Brief:
Can you pick up the review of the horror film They Remain after its last sentence and keep writing it?

#### Document excerpt ####

Review by James Lindorf
Philip Gelatt, who is best known for writing the cult classic Europa Report and directing the Tribeca Film Festival hit, The Bleeding House, is back to direct his second feature film. Adapted from the novella 30, by award-winning horror author Laird Barron, They Remain is a minimalist psychological horror movie that follows scientists, Keith and Jessica. The pair is employed by a vast, impersonal corporation to investigate an unspeakable horror that took place at the remote encampment of a mysterious Manson Family-style cult. Their mission is to discover the cause of the acts committed by the cult and the unusual behavior of the animals that inhabit the woods. The question is, if the land itself is responsible for the behavior, are Keith and Jessica there to run the experiments or to be the experiment? You can find out on March 2nd, when They Remain makes its debut.

#### Given information ####

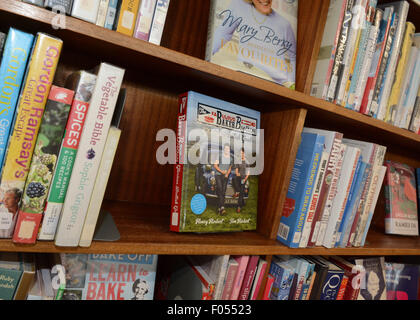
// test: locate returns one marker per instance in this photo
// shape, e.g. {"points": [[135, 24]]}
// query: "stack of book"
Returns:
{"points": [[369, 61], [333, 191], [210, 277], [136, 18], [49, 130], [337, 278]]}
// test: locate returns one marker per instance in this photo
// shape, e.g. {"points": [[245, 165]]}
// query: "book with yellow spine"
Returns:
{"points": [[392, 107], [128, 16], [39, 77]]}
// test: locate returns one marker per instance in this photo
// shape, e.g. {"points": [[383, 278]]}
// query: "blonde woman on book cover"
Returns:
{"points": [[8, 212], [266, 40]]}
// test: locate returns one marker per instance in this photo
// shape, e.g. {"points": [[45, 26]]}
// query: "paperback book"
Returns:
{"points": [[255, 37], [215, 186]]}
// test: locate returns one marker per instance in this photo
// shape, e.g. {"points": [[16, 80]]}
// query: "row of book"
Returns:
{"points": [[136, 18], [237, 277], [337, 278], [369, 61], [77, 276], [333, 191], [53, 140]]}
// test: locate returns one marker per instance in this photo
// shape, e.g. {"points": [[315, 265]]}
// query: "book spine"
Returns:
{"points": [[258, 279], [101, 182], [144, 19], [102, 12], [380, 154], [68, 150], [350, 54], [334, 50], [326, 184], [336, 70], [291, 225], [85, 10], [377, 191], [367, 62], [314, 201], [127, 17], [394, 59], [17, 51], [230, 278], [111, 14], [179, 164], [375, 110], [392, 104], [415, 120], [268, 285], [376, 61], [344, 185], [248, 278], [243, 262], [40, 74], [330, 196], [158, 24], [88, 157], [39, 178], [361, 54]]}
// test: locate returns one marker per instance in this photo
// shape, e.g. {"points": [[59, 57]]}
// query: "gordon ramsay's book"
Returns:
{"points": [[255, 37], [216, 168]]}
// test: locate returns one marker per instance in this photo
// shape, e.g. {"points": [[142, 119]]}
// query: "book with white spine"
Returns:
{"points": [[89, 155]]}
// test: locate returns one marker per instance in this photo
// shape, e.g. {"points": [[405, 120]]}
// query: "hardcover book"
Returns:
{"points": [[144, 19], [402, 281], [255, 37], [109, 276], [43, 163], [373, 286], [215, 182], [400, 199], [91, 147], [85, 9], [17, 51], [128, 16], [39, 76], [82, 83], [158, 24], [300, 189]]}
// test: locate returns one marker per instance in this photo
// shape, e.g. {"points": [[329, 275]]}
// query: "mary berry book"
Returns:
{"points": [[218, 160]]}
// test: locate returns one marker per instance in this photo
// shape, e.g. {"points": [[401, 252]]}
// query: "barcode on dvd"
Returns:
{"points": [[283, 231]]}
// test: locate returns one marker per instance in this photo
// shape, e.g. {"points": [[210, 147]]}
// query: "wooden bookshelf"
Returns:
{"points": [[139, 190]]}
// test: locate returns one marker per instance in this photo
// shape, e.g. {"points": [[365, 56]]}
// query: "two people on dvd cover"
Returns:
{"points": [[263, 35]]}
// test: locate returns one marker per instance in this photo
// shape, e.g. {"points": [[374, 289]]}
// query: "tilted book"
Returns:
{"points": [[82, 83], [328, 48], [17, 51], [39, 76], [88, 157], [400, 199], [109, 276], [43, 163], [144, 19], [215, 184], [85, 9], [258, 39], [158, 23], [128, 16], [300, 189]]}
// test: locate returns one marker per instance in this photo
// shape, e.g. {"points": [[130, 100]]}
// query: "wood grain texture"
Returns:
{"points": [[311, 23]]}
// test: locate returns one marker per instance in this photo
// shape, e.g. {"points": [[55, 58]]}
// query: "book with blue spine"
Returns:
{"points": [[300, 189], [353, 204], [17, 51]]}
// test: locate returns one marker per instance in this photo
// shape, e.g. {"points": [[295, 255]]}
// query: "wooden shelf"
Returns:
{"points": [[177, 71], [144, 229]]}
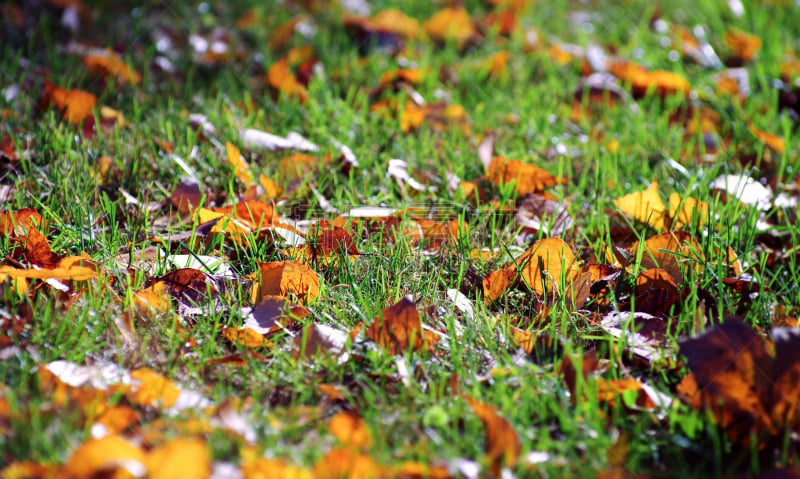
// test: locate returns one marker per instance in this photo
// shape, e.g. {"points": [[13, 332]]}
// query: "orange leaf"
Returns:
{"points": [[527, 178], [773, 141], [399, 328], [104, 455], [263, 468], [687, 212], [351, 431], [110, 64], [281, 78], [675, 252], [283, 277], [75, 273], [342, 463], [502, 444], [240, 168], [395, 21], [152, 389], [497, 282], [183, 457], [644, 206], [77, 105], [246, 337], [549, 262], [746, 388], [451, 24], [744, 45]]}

####

Output of the task:
There are about a dozen people who appear in this film or are heard on the other end of the phone, but only two of them have more than a minute of screen time, giving the film a strong feeling of isolation and inescapability. William Jackson Harper (The Good Place and Patterson) plays Keith, the film’s main character. He is the team’s tech person, the one who does the grunt work of collecting the soil samples to be studied, as well as tasked with keeping the pair safe. Keith is the son of a woodsman and prefers the directness of nature to the unpredictability of people. He is highly capable, but mistrusting and disgruntled with his employers. We follow Keith throughout the film as his relationship with Jessica constantly evolves while he slowly unravels, when the land or a supernatural force begins breaking down his resolve. With each discovery, the rate of Keith’s breakdown increases, pushing the film to its climax.
While Keith has a continuous, slow descent through the film, Jessica’s story is a bit more dramatic. What takes days and weeks to wear on Keith seems to be pushing Jessica towards the edge of insanity in just a few hours. It is like anything else in the medical world, if you expose two people to a harmful element, they can have an acute reaction like Jessica or a delayed chronic reaction like Keith. When Jessica breaks down quickly, but seemingly rebounds, we have to wonder if the same will happen to Keith, or will his slow descent take him to depths that she never experienced. Rebecca Henderson (Manhunt: Unabomber) is able to make Jessica an interesting and varied character. She has moments of paranoia and fear. She can be humorous, flirty, contentious or sad, giving us a rich, 3-dimensional character to pair perfectly with Keith.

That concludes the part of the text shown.